• PASSAGE:
□ □ □ □
问题
I have products with categories field. Using the aggregation I can get the full categories with all subcategories. I want to limit the levels in the facet.
e.g. I have the facets like:
auto, tools & travel (115)
auto, tools & travel > luggage tags (90)
auto, tools & travel > luggage tags > luggage spotters (40)
auto, tools & travel > luggage tags > something else (50)
auto, tools & travel > car organizers (25)
Using aggregation like
"aggs": {
"cat_groups": {
"terms": {
"field": "categories.keyword",
"size": 10,
"include": "auto, tools & travel > .*"
}
}
}
I am getting buckets like
"buckets": [
{
"auto, tools & travel > luggage tags",
"doc_count": 90
},
{
"key": "auto, tools & travel > luggage tags > luggage spotters",
"doc_count": 40
},
{
"key": "auto, tools & travel > luggage tags > something else",
"doc_count": 50
},
{
"key": "auto, tools & travel > car organizers",
"doc_count": 25
}
]
But I want to limit the level. e.g. I want to get only the results for auto, tools & travel > luggage tags
. How can I limit the levels?
By the way, "exclude": ".* > .* > .*"
does not work for me.
I need to get buckets for different levels according to search. Sometimes first level, and sometimes second or third. When I want first level, I don't want the second levels to appear on buckets; and so on for other levels.
Elasticsearch version 6.4
回答1:
Finally I've been able to figure the below technique.
I have implemented a custom analyzer
using Path Hierarchy Tokenizer and I have created multi-field called categories
so that you can use categories.facets
for aggregations/facets and do normal text search using categories
.
The custom analyzer would only apply for categories.facets
Do note the property "fielddata": "true"
for my field categories.facet
Mapping
PUT myindex
{
"settings": {
"analysis": {
"analyzer": {
"my_analyzer": {
"tokenizer": "my_tokenizer"
}
},
"tokenizer": {
"my_tokenizer": {
"type": "path_hierarchy",
"delimiter": ">"
}
}
}
},
"mappings": {
"mydocs": {
"properties": {
"categories": {
"type": "text",
"fields": {
"facet": {
"type": "text",
"analyzer": "my_analyzer",
"fielddata": "true"
}
}
}
}
}
}
}
Sample Documents
POST myindex/mydocs/1
{
"categories" : "auto, tools & travel > luggage tags > luggage spotters"
}
POST myindex/mydocs/2
{
"categories" : "auto, tools & travel > luggage tags > luggage spotters"
}
POST myindex/mydocs/3
{
"categories" : "auto, tools & travel > luggage tags > luggage spotters"
}
POST myindex/mydocs/4
{
"categories" : "auto, tools & travel > luggage tags > something else"
}
Query
You can try the below query which you are looking for. Again I've implemented Filter Aggregation because you need only specific words along with Terms Aggregation.
{
"size": 0,
"aggs":{
"facets": {
"filter": {
"bool": {
"must": [
{ "match": { "categories": "luggage"} }
]
}
},
"aggs": {
"categories": {
"terms": {
"field": "categories.facet"
□ □ □ □
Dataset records
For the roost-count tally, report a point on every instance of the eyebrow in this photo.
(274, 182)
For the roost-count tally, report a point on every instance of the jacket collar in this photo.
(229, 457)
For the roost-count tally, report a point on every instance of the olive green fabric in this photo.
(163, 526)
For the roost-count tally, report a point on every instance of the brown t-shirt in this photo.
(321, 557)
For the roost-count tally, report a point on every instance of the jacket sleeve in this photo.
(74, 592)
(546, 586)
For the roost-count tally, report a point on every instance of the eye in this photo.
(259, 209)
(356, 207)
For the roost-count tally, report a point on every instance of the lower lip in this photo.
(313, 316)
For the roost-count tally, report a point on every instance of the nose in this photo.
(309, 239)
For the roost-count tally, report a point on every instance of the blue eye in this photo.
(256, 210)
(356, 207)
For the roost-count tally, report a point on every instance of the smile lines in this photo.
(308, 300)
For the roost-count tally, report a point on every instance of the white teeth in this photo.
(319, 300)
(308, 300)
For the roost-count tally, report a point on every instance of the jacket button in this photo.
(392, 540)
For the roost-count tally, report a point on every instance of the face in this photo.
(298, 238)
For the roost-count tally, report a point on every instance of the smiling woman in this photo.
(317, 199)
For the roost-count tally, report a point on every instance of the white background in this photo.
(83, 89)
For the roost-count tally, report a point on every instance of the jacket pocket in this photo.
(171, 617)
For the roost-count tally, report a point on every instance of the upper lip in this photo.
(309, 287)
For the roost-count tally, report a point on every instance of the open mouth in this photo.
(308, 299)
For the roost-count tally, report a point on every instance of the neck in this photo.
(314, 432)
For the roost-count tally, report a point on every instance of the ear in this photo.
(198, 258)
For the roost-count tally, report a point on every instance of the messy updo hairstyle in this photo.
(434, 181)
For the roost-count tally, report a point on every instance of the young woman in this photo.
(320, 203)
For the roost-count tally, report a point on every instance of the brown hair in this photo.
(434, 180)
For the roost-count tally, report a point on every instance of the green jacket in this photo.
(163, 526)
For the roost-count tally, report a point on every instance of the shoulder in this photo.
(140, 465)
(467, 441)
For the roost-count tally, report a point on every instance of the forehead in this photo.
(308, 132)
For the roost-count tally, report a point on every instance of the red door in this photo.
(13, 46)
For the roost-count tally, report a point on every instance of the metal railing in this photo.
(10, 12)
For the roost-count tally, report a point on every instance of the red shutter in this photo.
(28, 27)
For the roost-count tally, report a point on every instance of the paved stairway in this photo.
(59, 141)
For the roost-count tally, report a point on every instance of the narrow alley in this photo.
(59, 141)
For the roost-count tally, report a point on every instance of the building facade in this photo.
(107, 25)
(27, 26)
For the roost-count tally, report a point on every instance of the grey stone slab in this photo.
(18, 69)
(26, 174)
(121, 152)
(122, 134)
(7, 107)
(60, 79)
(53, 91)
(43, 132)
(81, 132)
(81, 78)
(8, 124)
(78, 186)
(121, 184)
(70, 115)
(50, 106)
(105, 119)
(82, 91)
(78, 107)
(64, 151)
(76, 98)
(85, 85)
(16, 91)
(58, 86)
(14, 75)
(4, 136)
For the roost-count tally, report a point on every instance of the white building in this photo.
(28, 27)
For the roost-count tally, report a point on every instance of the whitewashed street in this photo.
□ □ □ □
• WHAT TO DO:
a – Translate this sentence from the Elasticsearch thread into Spanish: "I want to limit the levels in the facet."
b – Answer these questions using the Elasticsearch thread:
(i) Which Elasticsearch version is the person asking using?
(ii) Which tokenizer does the custom analyzer in the answer use?
(iii) What delimiter is set for "my_tokenizer"?
c – Extract the part of the Elasticsearch thread starting at "does not work" and ending at "for other levels.".

• ANSWERS TO THE PROBLEMS:
a – Quiero limitar los niveles en la faceta.

b –
(i) Version 6.4.
(ii) The Path Hierarchy Tokenizer (type "path_hierarchy").
(iii) ">"

c –
does not work for me.
I need to get buckets for different levels according to search. Sometimes first level, and sometimes second or third. When I want first level, I don't want the second levels to appear on buckets; and so on for other levels.